- _TO BE DONE_:
**a.** Translate this sentence from the BDS letter into Spanish: "Let’s together lament that the casting of the boycott divestment and sanctions movement as an antisemitic boogeyman clouds real issues and poisons our community’s ability to dialogue about them."
**b.** According to the BDS letter, where did Steve Siegelbaum rise and speak in November 2017?
**c.** Extend the BDS letter, picking up right after its final sentence.

- _SOURCE TEXT_:
************

LETTERS TO THE EDITOR

We should talk more about BDS

Posted

To the editor:

(re: “It’s North Bronx groups vs. Dinowitz on BDS,” June 2)

I’d like to commend your paper — writer Stacy Driks in particular — for your coverage of a protest and related debate concerning Israel-Palestine. Here’s hoping readers also noticed the captioned photos on Page A7 of the same issue showing those who courageously took a stand for peace right here in Riverdale.

Let’s together lament that the casting of the boycott divestment and sanctions movement as an antisemitic boogeyman clouds real issues and poisons our community’s ability to dialogue about them. Eric Dinowitz is correct that the issues are complex, but not so much that we shouldn’t be able to discuss them both among people we consider members of the tribe, and with our diverse, multi-cultural New York/Westchester neighbors — Muslims and Palestinians included.

The perniciousness and cheapening of the charge of antisemitism when flung around haphazardly by those who would use it for their own ends has rarely been called-out more effectively than by the same Steve Siegelbaum featured in the story when he rose and spoke at a forum with U.S. Sen. Kirsten Gillibrand back in November 2017.

For those of us who are U.S. Jews, the issue is local in that there are particular New York area persons, registered tax-exempt charities, and U.S. companies that fuel the fire by participating in Israel’s creeping appropriation and annexation of the West Bank — inclusive of East Jerusalem — in violation of the letter and spirit of U.N. Security Council Resolution 242, and the many subsequent agreements that endorse and build upon it.

************

- _DATASET EXCERPTS_:
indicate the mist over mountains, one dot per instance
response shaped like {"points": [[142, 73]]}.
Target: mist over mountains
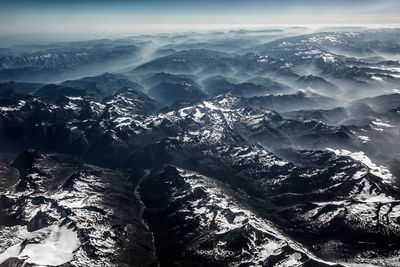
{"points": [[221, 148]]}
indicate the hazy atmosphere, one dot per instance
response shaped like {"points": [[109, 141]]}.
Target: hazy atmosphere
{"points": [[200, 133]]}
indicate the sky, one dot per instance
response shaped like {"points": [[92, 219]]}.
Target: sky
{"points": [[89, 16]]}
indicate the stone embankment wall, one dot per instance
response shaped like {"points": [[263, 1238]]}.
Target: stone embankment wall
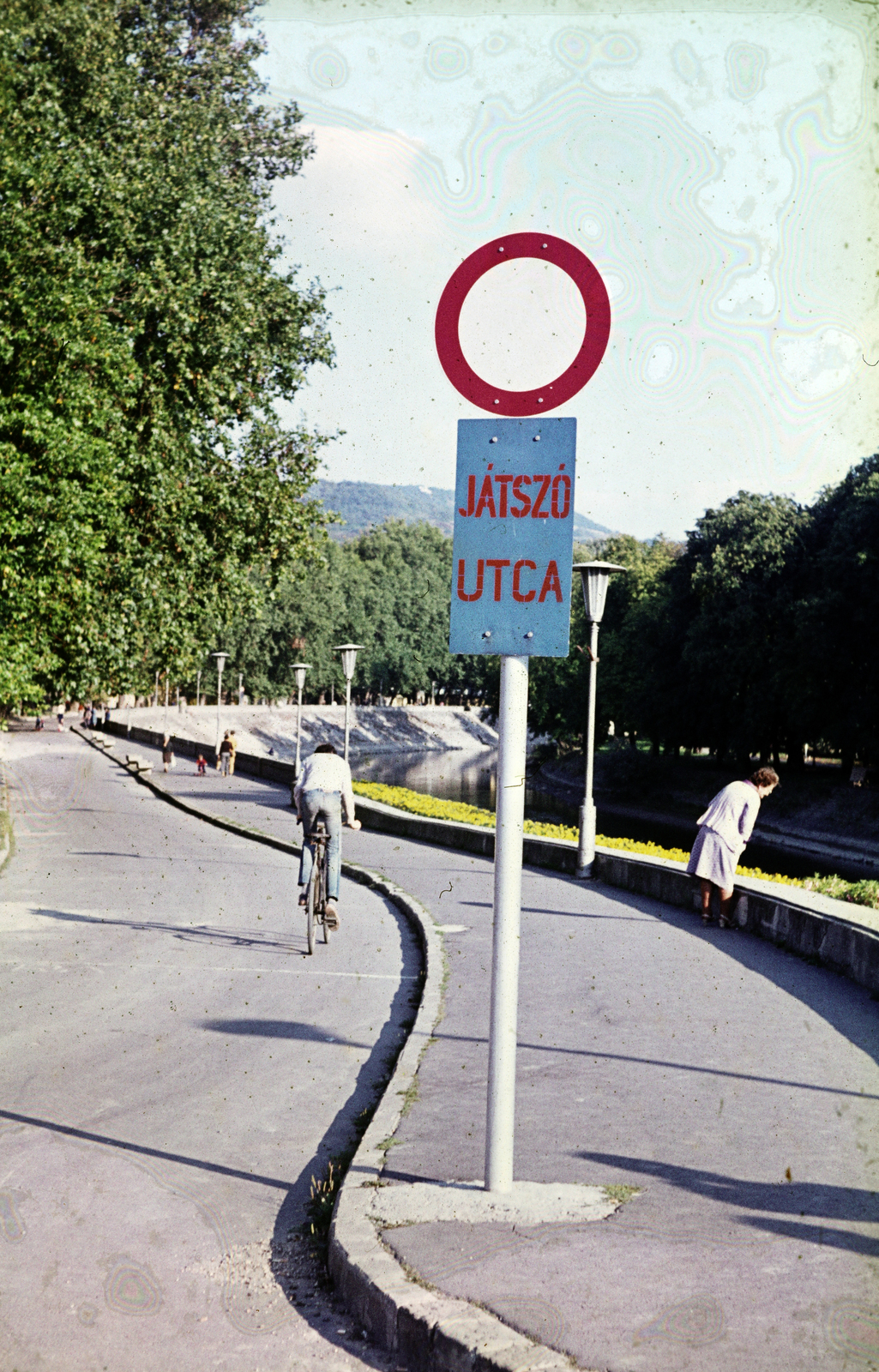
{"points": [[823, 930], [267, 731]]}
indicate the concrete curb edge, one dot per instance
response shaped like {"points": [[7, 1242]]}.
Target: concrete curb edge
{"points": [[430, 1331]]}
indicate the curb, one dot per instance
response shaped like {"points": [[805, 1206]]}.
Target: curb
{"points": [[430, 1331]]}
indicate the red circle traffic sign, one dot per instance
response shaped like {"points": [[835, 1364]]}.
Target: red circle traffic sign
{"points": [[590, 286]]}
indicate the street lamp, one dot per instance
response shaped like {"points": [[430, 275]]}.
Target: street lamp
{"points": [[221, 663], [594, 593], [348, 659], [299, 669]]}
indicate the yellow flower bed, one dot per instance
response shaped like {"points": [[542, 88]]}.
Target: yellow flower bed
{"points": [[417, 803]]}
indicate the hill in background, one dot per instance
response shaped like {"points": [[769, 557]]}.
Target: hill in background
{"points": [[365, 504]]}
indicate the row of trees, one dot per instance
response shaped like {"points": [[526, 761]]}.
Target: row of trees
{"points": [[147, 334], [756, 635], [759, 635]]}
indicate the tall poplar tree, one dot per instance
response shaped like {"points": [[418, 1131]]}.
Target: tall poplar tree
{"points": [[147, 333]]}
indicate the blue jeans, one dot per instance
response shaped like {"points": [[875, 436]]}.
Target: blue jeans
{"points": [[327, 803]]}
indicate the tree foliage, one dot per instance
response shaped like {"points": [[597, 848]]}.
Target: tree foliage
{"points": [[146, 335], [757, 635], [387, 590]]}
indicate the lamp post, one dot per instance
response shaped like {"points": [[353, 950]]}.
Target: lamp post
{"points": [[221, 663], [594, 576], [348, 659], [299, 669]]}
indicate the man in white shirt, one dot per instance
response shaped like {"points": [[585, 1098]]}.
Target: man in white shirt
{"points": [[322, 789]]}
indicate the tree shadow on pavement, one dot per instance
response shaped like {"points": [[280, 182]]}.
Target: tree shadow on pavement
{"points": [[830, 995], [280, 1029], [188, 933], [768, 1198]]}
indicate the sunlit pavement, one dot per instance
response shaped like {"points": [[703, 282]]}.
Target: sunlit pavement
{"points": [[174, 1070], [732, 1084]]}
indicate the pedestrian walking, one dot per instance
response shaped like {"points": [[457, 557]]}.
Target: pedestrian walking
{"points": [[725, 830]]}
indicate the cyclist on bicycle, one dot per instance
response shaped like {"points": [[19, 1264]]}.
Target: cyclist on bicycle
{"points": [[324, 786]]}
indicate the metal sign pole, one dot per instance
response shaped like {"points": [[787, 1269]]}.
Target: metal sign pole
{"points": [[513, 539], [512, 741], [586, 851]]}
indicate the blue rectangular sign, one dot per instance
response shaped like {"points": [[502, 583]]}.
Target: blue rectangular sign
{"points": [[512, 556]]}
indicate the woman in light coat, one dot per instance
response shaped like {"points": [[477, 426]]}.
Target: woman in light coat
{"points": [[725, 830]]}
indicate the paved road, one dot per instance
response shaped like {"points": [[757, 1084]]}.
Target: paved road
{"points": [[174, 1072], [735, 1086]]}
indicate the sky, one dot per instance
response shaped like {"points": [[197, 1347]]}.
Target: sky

************

- _THE RESULTS_:
**a.** Lamentemos juntos que presentar al movimiento de boicot, desinversión y sanciones como un coco antisemita enturbie los problemas reales y envenene la capacidad de nuestra comunidad para dialogar sobre ellos.

**b.** At a forum with U.S. Sen. Kirsten Gillibrand.

**c.**
As recently as 2009, under Likud prime minister Ehud Olmert, there was a behind-the-scenes peace process extant. Now there is only implementation of Israeli expansion. It is a state of affairs with which we, at a minimum, ought not be complicit, yet there are particular American institutions in which many of us participate that actively choose complicity. 

One of them is Fidelity Investments. To refuse to look at the money stream and its role is to be morally irresponsible.

While I agree that BDS is too general, specific and targeted boycotts send important messages about our values and our willingness to take a just stand. Let’s debate this.  Let’s discuss this. Let’s dialogue about this. And for those of us who are called to act, let’s act in concert. 

Meanwhile, let’s suspend on all sides ad hominem attacks and criticisms that have the effect of closing hearts, ears and minds.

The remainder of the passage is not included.